* TAREFA ESCRITA 1 *
Reúna todas as linhas dos registros que contêm a palavra "hair" e copie cada uma delas. Maiúsculas e minúsculas fazem diferença.

* TRECHO DO DOCUMENTO *
§ §

Como funciona a TREINAM?
A TREINAM ajuda mulheres que entraram recentemente no universo da música. “A exigência para participar é se identificar como mulher, ter mais de 18 anos e estar no início de carreira. Acolhemos todos os cantos do Brasil”, explica Julie.
As aulas acontecem on-line e ao vivo e abordam tópicos musicais distintos: há módulos sobre gestão de carreira, comunicação, mercado e marketing. Além de Julie, Izabel Muratt (produtora executiva), Nathalia Moura (publicitária), Isis Correia (jornalista) e Dride (designer) integram o time fixo de mentoras do curso.
Como forma de enriquecer o conteúdo, os encontros virtuais têm também a colaboração de mulheres experientes do mercado. “Para falar de direitos autorais, a gente chama a Paula Novo, que é do Ecad. Para falar do papel de uma editora musical, a gente chama a Flávia César, responsável pela sincronização de música na Warner Music”, relata.
MC Carol, por exemplo, participou de uma aula especial, na qual respondeu às perguntas das mentoradas sobre viver de música no Brasil. “Tem meninas que não tem estímulo nem das suas próprias famílias. Então ver uma figura que talvez tenha passado pelas mesmas situações e chegou num momento legal da sua carreira, é uma referência”.
Ao final do curso, as alunas realizam um pitch, uma breve apresentação, com o intuito de vender seus trabalhos para agentes reais da música, um diferencial da TREINAM, segundo Julie. Ano passado, o Itaú Cultural contratou algumas das participantes para shows em sua plataforma após acompanhar as apresentações.
Outras ações são colocadas em prática ao longo do intensivo. No Spotify, há playlists públicas com músicas das alunas, para que conheçam o trabalho uma da outra. Já internamente, existe uma planilha de lançamentos organizada pelas artistas e divulgada pelas mentoras.
Julie ressalta que, apesar de possuir marcas parceiras, o projeto encontra dificuldades no quesito financeiro. “A TREINAM nunca foi sobre ganhar dinheiro, é uma causa acima de tudo. Mas acreditamos que pela qualidade do conteúdo e do treinamento, precisaríamos de um investidor que acreditasse no projeto, para que a gente pudesse fazer mais e melhor”.
Mulheres no mercado musical
Homens e mulheres vivenciam situações opostas no mercado musical. Os artistas de sexo masculino conseguem posições de maior destaque e ganham cachês mais altos, como indica a lista dos dez músicos mais bem pagos de 2021 da revista norte-americana Rolling Stone. Taylor Swift é a única mulher que aparece no ranking, em último lugar.
“As coisas estão mudando, mas muito gradualmente. Anos atrás a gente nem falava sobre isso e hoje o fato de falarmos e termos algumas ações no nosso mercado que têm esse recorte de gênero é um salto”, afirma Julie.
Conforme dados da ONG Women in Music, as mulheres ocupavam em 2019 apenas 30% do setor musical no mundo. Um dos objetivos da TREINAM é mostrar essa diferença entre os gêneros na indústria. “Acreditamos que, através de ações como a TREINAM, conseguiremos cutucar o mercado e pessoas que têm o poder de contratar mulheres para determinadas áreas ou shows. Precisamos, mais do que falar, de ações para reverter isso. Nossa ação é um grãozinho de areia, mas é o que a gente pode contribuir para minimizar esse gap”.

§ §

* TAREFA ESCRITA 2 *
De acordo com o texto sobre a TREINAM, qual parte do setor musical no mundo as mulheres ocupavam em 2019?

* REGISTROS BRUTOS *
§ §

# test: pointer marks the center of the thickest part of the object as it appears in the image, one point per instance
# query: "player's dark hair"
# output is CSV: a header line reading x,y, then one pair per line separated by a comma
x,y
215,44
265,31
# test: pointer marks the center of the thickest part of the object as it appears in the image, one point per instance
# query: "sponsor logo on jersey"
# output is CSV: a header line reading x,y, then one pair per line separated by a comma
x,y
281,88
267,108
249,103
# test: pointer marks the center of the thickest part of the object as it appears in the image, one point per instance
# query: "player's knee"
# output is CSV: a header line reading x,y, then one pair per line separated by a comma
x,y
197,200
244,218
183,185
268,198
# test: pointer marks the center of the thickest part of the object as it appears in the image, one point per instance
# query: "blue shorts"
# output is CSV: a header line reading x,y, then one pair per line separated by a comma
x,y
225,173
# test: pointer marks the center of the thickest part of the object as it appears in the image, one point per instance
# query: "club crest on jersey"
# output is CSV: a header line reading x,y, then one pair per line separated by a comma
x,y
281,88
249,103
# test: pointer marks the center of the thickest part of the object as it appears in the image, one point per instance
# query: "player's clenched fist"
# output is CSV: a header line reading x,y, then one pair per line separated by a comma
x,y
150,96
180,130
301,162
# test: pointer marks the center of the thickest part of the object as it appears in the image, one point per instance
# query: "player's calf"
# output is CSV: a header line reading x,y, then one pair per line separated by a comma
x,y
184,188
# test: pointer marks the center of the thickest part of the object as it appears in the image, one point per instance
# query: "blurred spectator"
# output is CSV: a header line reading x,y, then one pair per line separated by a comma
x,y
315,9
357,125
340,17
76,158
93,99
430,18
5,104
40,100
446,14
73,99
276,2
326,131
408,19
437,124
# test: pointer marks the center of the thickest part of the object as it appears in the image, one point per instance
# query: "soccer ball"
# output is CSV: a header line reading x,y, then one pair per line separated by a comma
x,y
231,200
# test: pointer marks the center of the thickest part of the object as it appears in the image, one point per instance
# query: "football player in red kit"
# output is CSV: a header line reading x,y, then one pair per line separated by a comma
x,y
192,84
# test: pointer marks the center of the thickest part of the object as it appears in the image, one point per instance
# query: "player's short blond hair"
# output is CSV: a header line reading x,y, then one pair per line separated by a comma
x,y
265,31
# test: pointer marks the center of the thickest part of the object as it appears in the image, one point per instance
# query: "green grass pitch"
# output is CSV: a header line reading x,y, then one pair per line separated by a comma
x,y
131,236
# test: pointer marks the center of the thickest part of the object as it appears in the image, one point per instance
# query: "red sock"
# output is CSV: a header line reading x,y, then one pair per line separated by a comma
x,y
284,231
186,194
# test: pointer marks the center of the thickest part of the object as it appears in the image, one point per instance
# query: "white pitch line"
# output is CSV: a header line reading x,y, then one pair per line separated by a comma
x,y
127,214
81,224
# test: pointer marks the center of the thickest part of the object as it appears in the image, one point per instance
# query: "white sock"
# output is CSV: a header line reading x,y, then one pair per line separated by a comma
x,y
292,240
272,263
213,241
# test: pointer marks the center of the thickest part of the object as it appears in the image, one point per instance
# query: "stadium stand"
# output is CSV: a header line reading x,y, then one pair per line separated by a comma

§ §

* SOLUÇÃO DA TAREFA 1 *
# query: "player's dark hair"
# query: "player's short blond hair"

* SOLUÇÃO DA TAREFA 2 *
Apenas 30%, conforme dados da ONG Women in Music.